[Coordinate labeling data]
.....
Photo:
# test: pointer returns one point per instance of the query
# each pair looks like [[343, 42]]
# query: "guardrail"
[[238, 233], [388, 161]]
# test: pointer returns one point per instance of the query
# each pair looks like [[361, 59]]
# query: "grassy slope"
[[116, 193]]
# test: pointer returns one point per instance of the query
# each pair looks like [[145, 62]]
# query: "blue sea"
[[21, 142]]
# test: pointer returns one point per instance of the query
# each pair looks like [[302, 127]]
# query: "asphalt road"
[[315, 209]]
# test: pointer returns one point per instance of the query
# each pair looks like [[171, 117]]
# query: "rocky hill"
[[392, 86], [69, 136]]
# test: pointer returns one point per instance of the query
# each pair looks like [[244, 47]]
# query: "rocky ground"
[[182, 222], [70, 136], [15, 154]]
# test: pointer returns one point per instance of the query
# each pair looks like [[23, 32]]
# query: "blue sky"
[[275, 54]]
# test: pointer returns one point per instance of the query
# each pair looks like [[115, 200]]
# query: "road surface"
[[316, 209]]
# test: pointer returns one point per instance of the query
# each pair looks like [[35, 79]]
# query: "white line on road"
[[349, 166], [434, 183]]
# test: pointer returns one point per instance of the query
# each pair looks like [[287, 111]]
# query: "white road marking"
.....
(GIVEN EXERCISE)
Copy every item above line for line, keeping each character unchanged.

(COMPLETED EXERCISE)
Photo:
# test: pointer returns one point per instance of the query
# each pair looks like [[343, 42]]
# query: "guardrail"
[[238, 233], [388, 161]]
# test: pointer returns one point per instance of the query
# each pair looks like [[361, 59]]
# query: "grassy slope"
[[116, 193]]
# test: pointer returns one point per instance of the query
# each pair looks like [[145, 62]]
# query: "blue sea"
[[21, 142]]
# test: pointer returns one point per instance of the query
# each pair looks like [[302, 127]]
# query: "asphalt road"
[[315, 209]]
# test: pointer returns one point per instance of the query
# each pair looks like [[171, 117]]
# query: "rocky hill"
[[392, 86], [69, 136]]
# test: pointer returns one point per instance of the query
# each pair looks like [[244, 47]]
# query: "rocky ground"
[[182, 222], [70, 136], [15, 154]]
# test: pointer returns one point per instance of the query
# each pair looks like [[23, 32]]
# query: "blue sky"
[[275, 54]]
# test: pointer returns one point per instance of the query
# each pair looks like [[115, 200]]
# query: "road surface"
[[316, 209]]
# test: pointer returns one point per instance of the query
# each pair looks like [[35, 79]]
# query: "white line on road"
[[349, 166], [434, 183]]
# test: pointer returns one point per instance of the query
# each pair looks like [[287, 111]]
# query: "white road marking"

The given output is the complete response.